| Task description |
Reproduce the listing in its entirety. Do not reproduce the pictures.

-=-=-

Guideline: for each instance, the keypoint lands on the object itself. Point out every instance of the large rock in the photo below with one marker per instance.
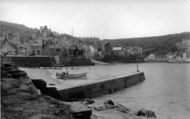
(20, 98)
(146, 113)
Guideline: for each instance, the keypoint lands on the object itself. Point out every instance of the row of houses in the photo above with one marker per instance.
(36, 48)
(109, 50)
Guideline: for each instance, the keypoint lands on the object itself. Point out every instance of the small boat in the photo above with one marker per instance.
(64, 75)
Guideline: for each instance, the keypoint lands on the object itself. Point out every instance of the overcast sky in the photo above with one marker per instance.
(101, 18)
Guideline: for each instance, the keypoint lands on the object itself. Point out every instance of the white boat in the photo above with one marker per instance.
(64, 75)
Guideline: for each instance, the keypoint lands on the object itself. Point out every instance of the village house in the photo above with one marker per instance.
(107, 49)
(8, 48)
(36, 47)
(118, 51)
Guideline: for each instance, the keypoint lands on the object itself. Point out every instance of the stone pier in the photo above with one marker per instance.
(99, 88)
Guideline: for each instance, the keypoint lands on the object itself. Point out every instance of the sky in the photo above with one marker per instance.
(106, 19)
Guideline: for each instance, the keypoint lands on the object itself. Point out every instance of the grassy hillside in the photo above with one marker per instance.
(158, 44)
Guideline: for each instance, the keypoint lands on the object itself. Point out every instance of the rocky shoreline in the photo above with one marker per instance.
(23, 98)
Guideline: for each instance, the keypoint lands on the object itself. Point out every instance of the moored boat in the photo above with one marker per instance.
(65, 76)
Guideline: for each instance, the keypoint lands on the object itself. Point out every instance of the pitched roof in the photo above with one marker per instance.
(117, 48)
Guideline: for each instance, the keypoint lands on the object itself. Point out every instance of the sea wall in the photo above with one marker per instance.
(100, 88)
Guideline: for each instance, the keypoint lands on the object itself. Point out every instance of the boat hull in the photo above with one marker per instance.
(71, 76)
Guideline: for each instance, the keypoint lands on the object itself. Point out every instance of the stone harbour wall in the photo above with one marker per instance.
(101, 88)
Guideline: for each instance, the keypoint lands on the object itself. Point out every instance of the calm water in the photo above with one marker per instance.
(166, 89)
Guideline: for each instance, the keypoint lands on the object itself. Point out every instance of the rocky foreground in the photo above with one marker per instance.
(20, 99)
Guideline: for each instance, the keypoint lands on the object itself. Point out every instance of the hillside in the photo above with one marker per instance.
(158, 44)
(15, 28)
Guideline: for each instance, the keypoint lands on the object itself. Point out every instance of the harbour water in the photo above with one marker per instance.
(166, 89)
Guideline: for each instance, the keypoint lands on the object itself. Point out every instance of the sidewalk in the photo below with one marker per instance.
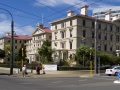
(77, 73)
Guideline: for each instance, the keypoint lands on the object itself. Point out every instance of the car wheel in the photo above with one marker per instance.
(116, 73)
(109, 74)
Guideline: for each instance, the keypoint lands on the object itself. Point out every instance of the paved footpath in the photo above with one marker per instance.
(76, 73)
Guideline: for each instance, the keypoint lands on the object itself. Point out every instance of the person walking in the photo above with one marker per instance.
(37, 69)
(24, 70)
(43, 68)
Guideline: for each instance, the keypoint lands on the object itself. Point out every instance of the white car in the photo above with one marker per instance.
(113, 70)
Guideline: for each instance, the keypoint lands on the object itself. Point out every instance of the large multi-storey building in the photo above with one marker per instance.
(100, 12)
(5, 42)
(76, 29)
(39, 35)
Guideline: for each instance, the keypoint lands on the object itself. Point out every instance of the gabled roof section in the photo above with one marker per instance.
(42, 28)
(22, 37)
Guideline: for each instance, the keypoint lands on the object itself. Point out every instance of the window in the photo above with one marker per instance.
(55, 44)
(20, 41)
(99, 47)
(55, 35)
(84, 33)
(99, 36)
(111, 48)
(93, 34)
(70, 45)
(8, 41)
(93, 45)
(70, 22)
(111, 37)
(99, 25)
(93, 24)
(70, 32)
(111, 27)
(105, 47)
(15, 47)
(62, 34)
(105, 37)
(105, 26)
(62, 25)
(62, 45)
(15, 41)
(84, 23)
(117, 38)
(55, 26)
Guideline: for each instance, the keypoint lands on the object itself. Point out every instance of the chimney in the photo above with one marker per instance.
(115, 17)
(84, 10)
(70, 13)
(39, 25)
(108, 15)
(7, 34)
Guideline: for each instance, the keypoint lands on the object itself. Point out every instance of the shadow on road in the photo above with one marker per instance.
(4, 74)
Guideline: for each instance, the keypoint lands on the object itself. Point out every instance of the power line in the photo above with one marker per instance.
(74, 10)
(20, 10)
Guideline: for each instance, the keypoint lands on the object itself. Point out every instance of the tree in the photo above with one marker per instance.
(2, 53)
(45, 52)
(83, 54)
(19, 56)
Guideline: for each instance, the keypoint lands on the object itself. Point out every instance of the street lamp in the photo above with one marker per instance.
(11, 43)
(95, 43)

-=-=-

| Response box |
Guideline: for each instance, the keypoint lands on the object itself. Point out every instance of the large rock in the photo below with one marker per instance.
(20, 98)
(146, 113)
Guideline: for each instance, the keypoint lands on the object itself. Point out every instance of the row of houses in the photo above with one marker per instance.
(36, 48)
(109, 50)
Guideline: for each instance, the keypoint lands on the object itself. Point out every instance of the small boat in the photo above with one marker per instance.
(64, 75)
Guideline: for each instance, the keypoint lands on the object itself. Point out every instance of the overcast sky in the photo above with one marker per instance.
(101, 18)
Guideline: for each instance, the keypoint lands on the object itself. Point out every instance of the white boat in the photo above with one marker per instance.
(64, 75)
Guideline: for each instance, the keypoint lands on the object itself. Point out every instance of the village house in the photo above with one marker per instance.
(107, 49)
(8, 48)
(36, 47)
(118, 51)
Guideline: for each instance, the keypoint lands on the object itself. Point out every instance of the stone pier in the photo above with one marker per instance.
(99, 88)
Guideline: for each instance, the keypoint lands on the object itself. Point out every instance of the sky in the photo above with one marker per instance.
(106, 19)
Guideline: for each instance, the keypoint lands on the object itself. Point out every instance of the grassy hillside in the photo above with one marker per instance.
(158, 44)
Guideline: for each instance, the keypoint lands on the object itself. Point out every instance of the rocky shoreline in the photo above with one marker per instance.
(23, 98)
Guideline: for each instance, the keypoint lands on the object itself. Point out every instance of the moored boat in the photo above with one marker per instance.
(65, 76)
Guideline: for each instance, the keypoint lands on the object itself. Point out every instance of the pitched roof in the photo above with one marker per instance.
(117, 48)
Guideline: for each instance, the keypoint lands on the object itself. Point out every instance of the sea wall in the photo above with one marker per instance.
(100, 88)
Guideline: for each instance, the keypoint lands on the object itself. Point out every instance of the boat hull in the photo above with one marker per instance.
(71, 76)
Guideline: for each instance, the keypoint lands on the object itself. Point out every instance of the stone harbour wall in the photo above with one marker per instance.
(101, 88)
Guideline: for each instance, the keypoint lands on the object itself. Point out every instance of the calm water in the photo above with one marker per instance.
(166, 89)
Guideline: for each instance, the keypoint lands on the object itself. Point out every instance of the rocky foreground in the photo above with one marker per instance.
(20, 99)
Guideline: for each instance, the keypoint lands on the object itself. Point out every instance of the hillside in the photo above with one marker per instance.
(158, 44)
(15, 28)
Guideline: for each instance, the keypoint lands on the object itself. Point out every instance of the harbour water in the photo above with one marker per instance.
(166, 89)
Guideline: for each instance, the keypoint lands on the object itself. Point out every instance of the sidewalk in the photo below with one marker per instance.
(77, 73)
Guideline: for each instance, the keypoint lands on the object itself. Point out every instance of the car wheel in the photo above with one marker per instance.
(116, 73)
(109, 74)
Guideline: for each instance, the keypoint lands on the object itself. Point out every instance of the paved footpath in the photo above with one marker per instance.
(76, 73)
Guideline: for each instance, the keypoint lands on the object itself. Point out every instance of the person walking in the photo above with one marker per instance.
(37, 69)
(24, 70)
(43, 68)
Guideline: for each instance, the keypoint lands on the object itself. Point out every instance of the white car in the photo above with one marker per instance.
(113, 70)
Guideline: for each instance, the keypoint lands on the object itself. Point out every instance of the large multi-storey building in the photo above with one marker per instance.
(100, 12)
(5, 42)
(76, 29)
(39, 35)
Guideline: for each instance, the keypoint lands on the object itself. Point out every instance of the gabled roof section in the photo above with one marker per instance.
(42, 28)
(22, 37)
Guideline: for each instance, the keypoint lands on the object itself. Point out every instance of the window in the photo above with one marker per instance.
(55, 44)
(20, 41)
(99, 47)
(55, 35)
(84, 33)
(99, 36)
(111, 48)
(93, 34)
(70, 45)
(8, 41)
(93, 45)
(70, 22)
(111, 37)
(99, 25)
(93, 24)
(70, 32)
(111, 27)
(105, 47)
(15, 47)
(62, 34)
(105, 37)
(105, 26)
(62, 25)
(62, 45)
(15, 41)
(84, 23)
(117, 38)
(55, 26)
Guideline: for each instance, the keypoint lands on the object itself. Point out every instance of the chimney in the photo above with one marker per instance.
(115, 17)
(84, 10)
(70, 13)
(39, 25)
(108, 15)
(7, 34)
Guideline: for each instance, the keypoint lands on the object itself. Point out every instance of the shadow on road in the photo above with one marker per instance.
(4, 74)
Guideline: for each instance, the keypoint lands on the object itself. Point out every instance of the power line in the photo above with one marker per instance.
(74, 10)
(20, 10)
Guideline: for each instance, the keypoint lands on the object itself. Point out every instance of the tree in the photo above with one marker per instance.
(2, 53)
(45, 52)
(83, 54)
(19, 56)
Guideline: for each instance, the keypoint lands on the object itself. Point out every instance of the street lamp in the photo above with one marker per instance.
(11, 43)
(95, 43)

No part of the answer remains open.